* **PASSAGE FOR REVIEW**
Effects on Pesticide Use
One of the biggest arguments for GMOs is that they reduce the need for chemical pesticides. The data over 24 years largely supports this. Between 1996 and 2020, the global adoption of insect-resistant and herbicide-tolerant crops reduced total pesticide use by about 749 million kilograms of active ingredient, a 7.2 percent drop. The environmental impact of that pesticide use fell by a larger 17.3 percent, because the chemicals that were eliminated tended to be the more harmful ones.
The biggest gains came from insect-resistant cotton, which cut insecticide use on cotton by roughly 30 percent worldwide, eliminating 339 million kilograms of insecticide. Insect-resistant corn reduced insecticide use by 41 percent. Herbicide-tolerant canola saw an 18 percent reduction in herbicide volume, while herbicide-tolerant soybeans showed only a marginal decrease of 0.1 percent, a reminder that the benefits vary by crop and region.
How GMO Foods Are Labeled
In the United States, foods containing GMO ingredients must carry a disclosure under the National Bioengineered Food Disclosure Standard. The standard defines bioengineered foods as those containing detectable genetic material that was modified through lab techniques and couldn’t have been created through conventional breeding. On packaging, you’ll see this disclosed through text (like “contains a bioengineered food ingredient”), a circular green symbol with the letters “BE,” a QR code, or a text-message number. Small manufacturers have additional options like phone numbers or web addresses.
The word “bioengineered” rather than “GMO” was a deliberate choice by regulators. If you’re scanning labels and don’t see the traditional “Non-GMO Project Verified” butterfly logo, look for the green BE symbol or the text disclosure instead.
How GMOs Are Regulated in the U.S.
Three federal agencies share oversight of GMO crops and foods, a system that’s been in place since 1986 under the Coordinated Framework for the Regulation of Biotechnology. The FDA ensures that GMO foods meet the same safety standards as all other foods, covering everything from production to processing to sale. The EPA regulates substances that protect GMO plants from insects and disease, including proteins the plants produce internally, along with any pesticides applied to them. The USDA’s Animal and Plant Health Inspection Service makes sure GMO plants won’t harm other plants or the broader agricultural system.

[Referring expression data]
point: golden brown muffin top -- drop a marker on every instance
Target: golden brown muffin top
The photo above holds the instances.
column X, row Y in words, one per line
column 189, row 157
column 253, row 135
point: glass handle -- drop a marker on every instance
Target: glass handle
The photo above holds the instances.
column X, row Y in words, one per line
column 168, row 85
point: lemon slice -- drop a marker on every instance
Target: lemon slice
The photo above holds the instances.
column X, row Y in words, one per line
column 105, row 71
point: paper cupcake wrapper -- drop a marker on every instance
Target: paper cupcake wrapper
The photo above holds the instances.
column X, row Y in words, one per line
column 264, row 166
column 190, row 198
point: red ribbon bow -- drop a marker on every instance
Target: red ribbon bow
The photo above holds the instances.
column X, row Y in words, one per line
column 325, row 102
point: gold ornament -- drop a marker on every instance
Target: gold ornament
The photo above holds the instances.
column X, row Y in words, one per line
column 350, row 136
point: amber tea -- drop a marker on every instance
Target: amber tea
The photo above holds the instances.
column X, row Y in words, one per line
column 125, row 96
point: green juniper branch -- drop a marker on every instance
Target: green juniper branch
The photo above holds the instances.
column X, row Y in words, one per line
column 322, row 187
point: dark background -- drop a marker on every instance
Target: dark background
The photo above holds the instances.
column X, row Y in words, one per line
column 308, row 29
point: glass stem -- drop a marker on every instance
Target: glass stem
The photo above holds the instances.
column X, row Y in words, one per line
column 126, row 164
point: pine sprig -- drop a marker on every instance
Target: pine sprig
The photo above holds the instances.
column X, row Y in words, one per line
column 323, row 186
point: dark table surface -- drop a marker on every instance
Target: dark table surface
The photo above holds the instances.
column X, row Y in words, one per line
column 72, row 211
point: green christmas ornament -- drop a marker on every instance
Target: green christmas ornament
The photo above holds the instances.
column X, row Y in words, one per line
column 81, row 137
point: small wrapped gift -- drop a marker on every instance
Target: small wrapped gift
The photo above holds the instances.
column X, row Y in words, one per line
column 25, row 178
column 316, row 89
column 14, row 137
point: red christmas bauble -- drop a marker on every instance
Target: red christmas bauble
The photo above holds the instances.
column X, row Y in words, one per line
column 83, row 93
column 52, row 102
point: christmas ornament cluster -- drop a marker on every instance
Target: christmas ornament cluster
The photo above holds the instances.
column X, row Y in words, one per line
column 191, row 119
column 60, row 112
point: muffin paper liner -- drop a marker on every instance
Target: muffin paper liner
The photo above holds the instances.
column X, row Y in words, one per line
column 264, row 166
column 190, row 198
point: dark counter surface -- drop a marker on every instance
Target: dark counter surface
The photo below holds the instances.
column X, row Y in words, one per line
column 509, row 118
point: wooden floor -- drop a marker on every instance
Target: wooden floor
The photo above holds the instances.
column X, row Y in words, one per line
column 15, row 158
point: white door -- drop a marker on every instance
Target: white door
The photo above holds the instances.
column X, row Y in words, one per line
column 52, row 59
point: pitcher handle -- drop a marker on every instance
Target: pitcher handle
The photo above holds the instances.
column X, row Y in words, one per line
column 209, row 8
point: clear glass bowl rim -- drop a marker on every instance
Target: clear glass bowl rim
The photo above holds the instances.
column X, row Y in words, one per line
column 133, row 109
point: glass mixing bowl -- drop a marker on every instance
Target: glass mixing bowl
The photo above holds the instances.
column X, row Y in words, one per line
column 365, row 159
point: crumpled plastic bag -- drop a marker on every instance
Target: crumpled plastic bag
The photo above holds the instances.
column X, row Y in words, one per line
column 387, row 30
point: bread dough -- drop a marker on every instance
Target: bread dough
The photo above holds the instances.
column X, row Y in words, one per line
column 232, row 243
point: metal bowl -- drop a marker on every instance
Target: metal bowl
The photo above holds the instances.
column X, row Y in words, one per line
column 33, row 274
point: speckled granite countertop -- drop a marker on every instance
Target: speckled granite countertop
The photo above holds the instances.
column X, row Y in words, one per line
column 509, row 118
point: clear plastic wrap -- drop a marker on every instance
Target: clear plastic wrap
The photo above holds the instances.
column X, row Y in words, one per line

---

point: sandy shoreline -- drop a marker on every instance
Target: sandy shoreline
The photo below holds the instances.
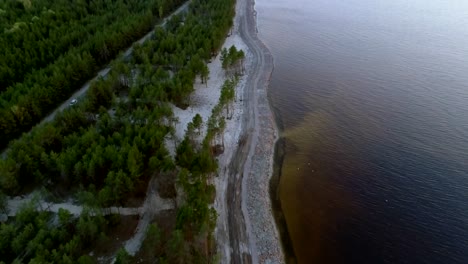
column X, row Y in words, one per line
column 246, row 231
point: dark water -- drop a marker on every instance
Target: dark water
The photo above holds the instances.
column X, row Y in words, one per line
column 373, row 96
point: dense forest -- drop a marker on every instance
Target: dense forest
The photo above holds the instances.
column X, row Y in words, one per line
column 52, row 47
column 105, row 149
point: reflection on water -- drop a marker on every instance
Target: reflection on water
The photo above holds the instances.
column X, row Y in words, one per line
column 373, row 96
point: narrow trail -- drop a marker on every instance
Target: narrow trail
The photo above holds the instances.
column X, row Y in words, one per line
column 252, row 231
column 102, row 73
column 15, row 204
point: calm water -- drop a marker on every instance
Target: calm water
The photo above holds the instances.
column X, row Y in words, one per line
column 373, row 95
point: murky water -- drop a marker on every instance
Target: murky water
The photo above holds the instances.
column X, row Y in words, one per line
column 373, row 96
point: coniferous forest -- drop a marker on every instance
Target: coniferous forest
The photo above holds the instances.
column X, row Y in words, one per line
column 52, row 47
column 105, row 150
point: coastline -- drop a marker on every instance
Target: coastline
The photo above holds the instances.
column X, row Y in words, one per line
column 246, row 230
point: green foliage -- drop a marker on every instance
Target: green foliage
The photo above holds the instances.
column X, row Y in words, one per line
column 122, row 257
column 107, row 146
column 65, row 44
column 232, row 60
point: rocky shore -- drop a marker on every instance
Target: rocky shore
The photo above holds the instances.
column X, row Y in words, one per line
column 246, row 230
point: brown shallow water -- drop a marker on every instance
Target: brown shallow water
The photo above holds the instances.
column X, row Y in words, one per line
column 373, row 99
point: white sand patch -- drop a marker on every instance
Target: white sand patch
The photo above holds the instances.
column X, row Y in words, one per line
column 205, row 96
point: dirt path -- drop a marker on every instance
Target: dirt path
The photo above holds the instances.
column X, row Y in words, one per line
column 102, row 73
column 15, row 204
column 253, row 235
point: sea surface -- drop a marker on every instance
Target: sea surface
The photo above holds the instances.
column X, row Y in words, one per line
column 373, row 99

* **THINGS TO DO**
**A)** In the passage on GMOs, why did the environmental impact of pesticide use fall by more than the total amount of pesticide used?
**B)** Continue the passage on GMOs from its last sentence.

* **ANSWERS TO THE PROBLEMS**
**A)** The chemicals that were eliminated tended to be the more harmful ones. So while total pesticide use dropped by 7.2 percent, its environmental impact fell by a larger 17.3 percent.

**B)**
These agencies work together, and a single GMO crop often falls under the jurisdiction of all three before it reaches the market. Foods made from GMO ingredients go through the same safety evaluation process as their non-GMO counterparts. There is no separate, lower standard for GMO foods.
Why GMOs Are Controversial
The scientific consensus from major health organizations is that approved GMO foods are safe to eat. The controversy tends to center on broader concerns: corporate control over seed supplies, the environmental effects of monoculture farming, the development of herbicide-resistant weeds, and whether consumers have a right to know exactly what’s in their food regardless of safety assessments. Some people also object on principle to transferring genes across species, viewing it as fundamentally different from traditional breeding.
These debates are partly why labeling laws exist and why newer gene-editing techniques like CRISPR have created a regulatory gray area. If a crop’s DNA is changed without introducing foreign genes, some argue it’s no different from what could happen through natural mutation. Others maintain that any lab-based genetic alteration should be disclosed and regulated the same way. Different countries have landed on different answers, with Argentina deregulating most gene-edited crops while the European Union generally treats them as GMOs subject to strict oversight.